Il y a des antécédents selon lesquels des exploitants ont réussi à décoller du quai maritime après le remplacement de flotteurs par un train d'atterrissage à roues. C'était la première tentative du commandant de bord de décoller à partir du quai, mais le copilote l'avait fait un certain nombre de fois pour un autre exploitant. Les deux pilotes étaient très expérimentés sur type, et les deux avaient calculé mentalement qu'ils disposaient d'une distance suffisante sur la trajectoire de décollage prévue pour prendre l'air en toute sécurité. Toutefois, la mesure de la distance de décollage disponible s'est révélée plus courte que leur estimation, et la réduction des performances de décollage à cause de la dépression sur le quai était imprévue. La combinaison de ces situations s'est traduite par l'impact du train d'atterrissage sur la bordure de sécurité en bois.
L'exploitation de l'avion était régie par le RAC 704 et les exigences connexes du manuel d'exploitation de la compagnie. Cependant, ce ne sont pas toutes les exigences qui ont été satisfaites, puisque les discussions entre le commandant de bord et le directeur des opérations de vol ou le pilote en chef n'ont pas eu lieu. Ces discussions auraient pu amener à l'adoption d'un autre plan d'action en vue de réduire les risques d'un décollage à partir du quai.
Le CVR n'avait pas fonctionné pendant le vol en question à cause d'un contact à inertie défectueux. Dans un accident plus grave, des données d'enquête et de l'information sur la sécurité essentielles auraient pu être perdues.

• Tâches à réaliser:
• 1. Mettez à jour un passage de l'extrait sur le décollage depuis le quai. Recopiez-le à partir des mots « L'exploitation de l'avion » jusqu'aux mots « pu être perdues. » inclus, en remplaçant « pilote en chef » par « chef pilote ».
• 2. D'après l'extrait, pourquoi le CVR n'a-t-il pas fonctionné pendant le vol ?
Ces enregistrements n'ont aucun rapport avec l'extrait.

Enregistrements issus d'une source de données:

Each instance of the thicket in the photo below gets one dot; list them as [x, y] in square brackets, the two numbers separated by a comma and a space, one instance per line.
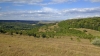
[65, 28]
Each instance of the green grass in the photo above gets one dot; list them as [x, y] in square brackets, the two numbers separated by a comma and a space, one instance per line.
[19, 45]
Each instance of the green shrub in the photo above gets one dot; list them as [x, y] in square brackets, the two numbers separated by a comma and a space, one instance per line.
[96, 42]
[71, 38]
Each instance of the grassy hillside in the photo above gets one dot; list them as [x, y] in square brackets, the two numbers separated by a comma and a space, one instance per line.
[63, 28]
[73, 37]
[19, 45]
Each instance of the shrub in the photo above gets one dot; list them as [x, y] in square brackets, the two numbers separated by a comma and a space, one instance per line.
[96, 42]
[84, 30]
[71, 38]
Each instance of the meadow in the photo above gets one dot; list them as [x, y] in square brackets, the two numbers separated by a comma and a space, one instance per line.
[21, 45]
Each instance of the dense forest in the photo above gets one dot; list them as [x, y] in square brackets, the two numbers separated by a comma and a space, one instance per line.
[51, 30]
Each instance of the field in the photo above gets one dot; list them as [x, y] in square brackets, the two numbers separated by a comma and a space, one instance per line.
[19, 45]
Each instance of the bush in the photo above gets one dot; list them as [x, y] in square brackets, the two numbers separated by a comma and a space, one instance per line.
[96, 42]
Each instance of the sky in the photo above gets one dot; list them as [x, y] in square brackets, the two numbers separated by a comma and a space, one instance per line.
[48, 9]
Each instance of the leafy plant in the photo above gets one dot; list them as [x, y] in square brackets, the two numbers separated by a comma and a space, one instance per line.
[96, 42]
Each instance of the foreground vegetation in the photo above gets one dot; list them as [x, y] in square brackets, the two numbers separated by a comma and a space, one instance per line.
[21, 45]
[75, 37]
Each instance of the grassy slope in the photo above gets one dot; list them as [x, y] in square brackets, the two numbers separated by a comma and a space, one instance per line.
[89, 31]
[30, 46]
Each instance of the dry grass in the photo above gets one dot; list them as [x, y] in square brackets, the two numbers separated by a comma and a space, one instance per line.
[30, 46]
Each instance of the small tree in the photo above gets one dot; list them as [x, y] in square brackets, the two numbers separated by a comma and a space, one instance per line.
[43, 35]
[78, 39]
[71, 38]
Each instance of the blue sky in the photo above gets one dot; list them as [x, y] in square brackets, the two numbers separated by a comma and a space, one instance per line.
[48, 9]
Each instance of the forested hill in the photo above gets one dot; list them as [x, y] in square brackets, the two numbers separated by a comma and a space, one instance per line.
[89, 23]
[21, 21]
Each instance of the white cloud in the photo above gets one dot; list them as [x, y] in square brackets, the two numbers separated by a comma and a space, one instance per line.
[22, 1]
[93, 0]
[83, 10]
[62, 1]
[47, 13]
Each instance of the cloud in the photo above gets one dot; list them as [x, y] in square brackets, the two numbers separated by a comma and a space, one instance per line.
[93, 0]
[22, 1]
[83, 10]
[62, 1]
[47, 13]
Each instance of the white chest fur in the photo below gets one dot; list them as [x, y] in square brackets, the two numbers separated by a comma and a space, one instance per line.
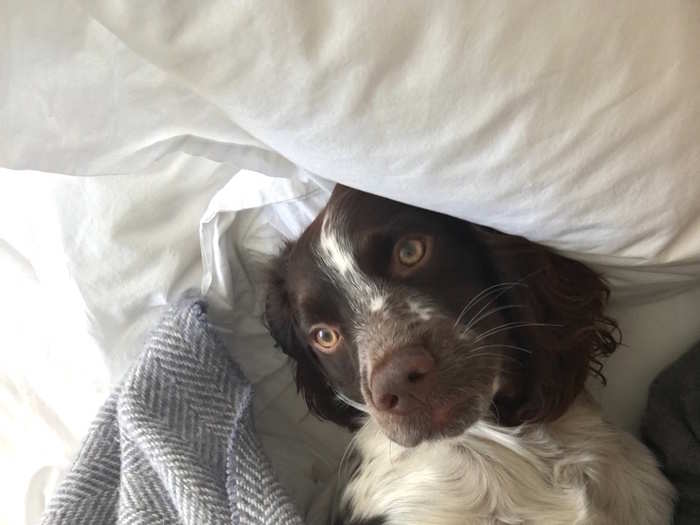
[577, 470]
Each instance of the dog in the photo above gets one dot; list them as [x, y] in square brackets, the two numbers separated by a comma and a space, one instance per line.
[458, 355]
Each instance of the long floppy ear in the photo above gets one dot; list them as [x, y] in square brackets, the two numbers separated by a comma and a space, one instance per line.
[280, 322]
[566, 299]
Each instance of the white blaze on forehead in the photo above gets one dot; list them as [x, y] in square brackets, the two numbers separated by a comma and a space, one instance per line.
[334, 252]
[377, 303]
[423, 312]
[339, 263]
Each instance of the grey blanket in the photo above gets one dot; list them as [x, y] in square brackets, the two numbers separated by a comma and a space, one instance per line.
[671, 427]
[175, 443]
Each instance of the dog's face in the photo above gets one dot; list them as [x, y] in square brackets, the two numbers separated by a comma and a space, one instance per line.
[429, 323]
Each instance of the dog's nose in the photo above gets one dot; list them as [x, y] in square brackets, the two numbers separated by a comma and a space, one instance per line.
[401, 383]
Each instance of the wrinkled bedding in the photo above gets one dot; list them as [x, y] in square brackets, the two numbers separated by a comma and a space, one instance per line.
[175, 442]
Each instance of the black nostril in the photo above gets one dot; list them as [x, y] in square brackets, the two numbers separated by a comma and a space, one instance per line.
[389, 401]
[415, 376]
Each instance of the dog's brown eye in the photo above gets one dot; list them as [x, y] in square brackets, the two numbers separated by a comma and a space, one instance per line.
[411, 251]
[325, 338]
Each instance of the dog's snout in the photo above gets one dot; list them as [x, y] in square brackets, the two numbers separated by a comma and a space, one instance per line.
[401, 382]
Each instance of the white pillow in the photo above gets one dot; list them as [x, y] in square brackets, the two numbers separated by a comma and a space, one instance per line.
[575, 124]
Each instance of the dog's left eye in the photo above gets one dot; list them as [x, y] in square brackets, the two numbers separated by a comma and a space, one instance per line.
[410, 251]
[325, 338]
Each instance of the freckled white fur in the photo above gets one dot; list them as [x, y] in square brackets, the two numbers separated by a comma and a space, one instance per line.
[577, 470]
[423, 312]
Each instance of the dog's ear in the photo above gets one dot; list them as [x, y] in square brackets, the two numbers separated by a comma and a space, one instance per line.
[280, 322]
[567, 298]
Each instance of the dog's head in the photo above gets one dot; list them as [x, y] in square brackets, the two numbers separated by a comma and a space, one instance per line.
[430, 323]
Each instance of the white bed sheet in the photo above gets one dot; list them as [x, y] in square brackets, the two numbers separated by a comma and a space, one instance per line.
[87, 264]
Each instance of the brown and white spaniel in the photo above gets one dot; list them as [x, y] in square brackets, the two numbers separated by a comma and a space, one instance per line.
[459, 355]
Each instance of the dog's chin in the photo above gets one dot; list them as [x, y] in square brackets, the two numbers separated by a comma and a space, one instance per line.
[443, 422]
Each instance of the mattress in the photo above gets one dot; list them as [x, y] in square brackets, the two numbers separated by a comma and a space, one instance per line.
[148, 151]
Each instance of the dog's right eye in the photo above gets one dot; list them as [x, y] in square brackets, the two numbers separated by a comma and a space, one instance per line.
[325, 338]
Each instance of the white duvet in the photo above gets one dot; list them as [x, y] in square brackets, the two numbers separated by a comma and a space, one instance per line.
[204, 132]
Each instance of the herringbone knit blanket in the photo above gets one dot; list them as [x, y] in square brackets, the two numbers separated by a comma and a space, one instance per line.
[175, 443]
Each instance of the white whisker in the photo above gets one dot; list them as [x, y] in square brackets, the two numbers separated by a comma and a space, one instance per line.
[511, 326]
[351, 403]
[484, 293]
[480, 318]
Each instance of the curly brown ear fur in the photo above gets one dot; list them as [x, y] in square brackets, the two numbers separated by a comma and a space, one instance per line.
[310, 380]
[571, 297]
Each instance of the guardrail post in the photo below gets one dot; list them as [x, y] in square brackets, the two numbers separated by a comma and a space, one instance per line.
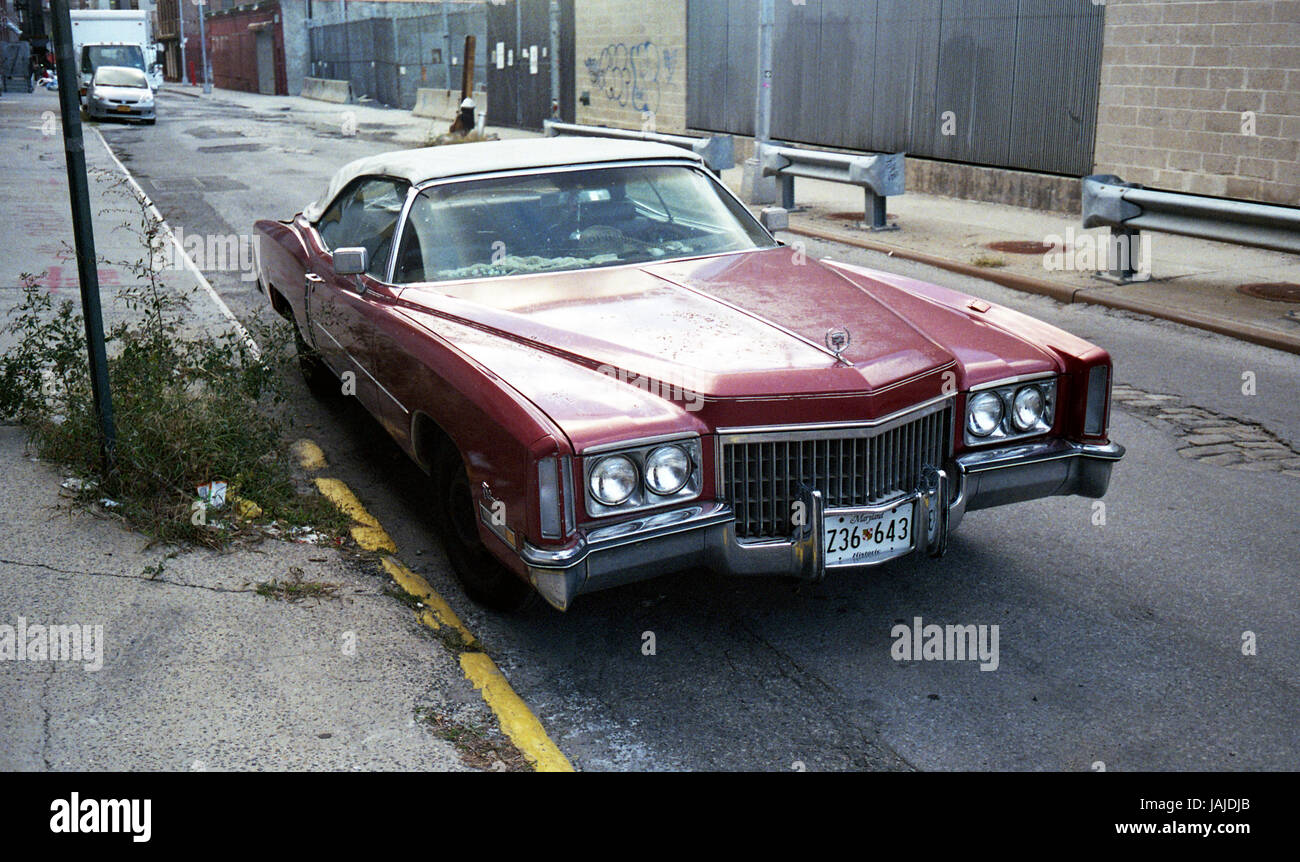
[875, 215]
[1123, 251]
[788, 193]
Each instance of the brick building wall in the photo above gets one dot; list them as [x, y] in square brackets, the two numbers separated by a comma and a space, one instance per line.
[631, 59]
[1203, 96]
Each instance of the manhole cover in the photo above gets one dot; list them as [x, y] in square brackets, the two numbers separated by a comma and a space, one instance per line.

• Réponses complètes:
• 1.
L'exploitation de l'avion était régie par le RAC 704 et les exigences connexes du manuel d'exploitation de la compagnie. Cependant, ce ne sont pas toutes les exigences qui ont été satisfaites, puisque les discussions entre le commandant de bord et le directeur des opérations de vol ou le chef pilote n'ont pas eu lieu. Ces discussions auraient pu amener à l'adoption d'un autre plan d'action en vue de réduire les risques d'un décollage à partir du quai.
Le CVR n'avait pas fonctionné pendant le vol en question à cause d'un contact à inertie défectueux. Dans un accident plus grave, des données d'enquête et de l'information sur la sécurité essentielles auraient pu être perdues.

• 2. Son contact à inertie était défectueux.